- _REQUIREMENTS_
Present every line of the rows below as a numbered list, omitting the blank lines.
--- begin MATERIAL ---
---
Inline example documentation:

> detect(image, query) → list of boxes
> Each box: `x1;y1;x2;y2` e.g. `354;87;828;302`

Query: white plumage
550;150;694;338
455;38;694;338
--- end MATERIAL ---
- _EXPECTED ANSWER_
1. ---
2. Inline example documentation:
3. > detect(image, query) → list of boxes
4. > Each box: `x1;y1;x2;y2` e.g. `354;87;828;302`
5. Query: white plumage
6. 550;150;694;338
7. 455;38;694;338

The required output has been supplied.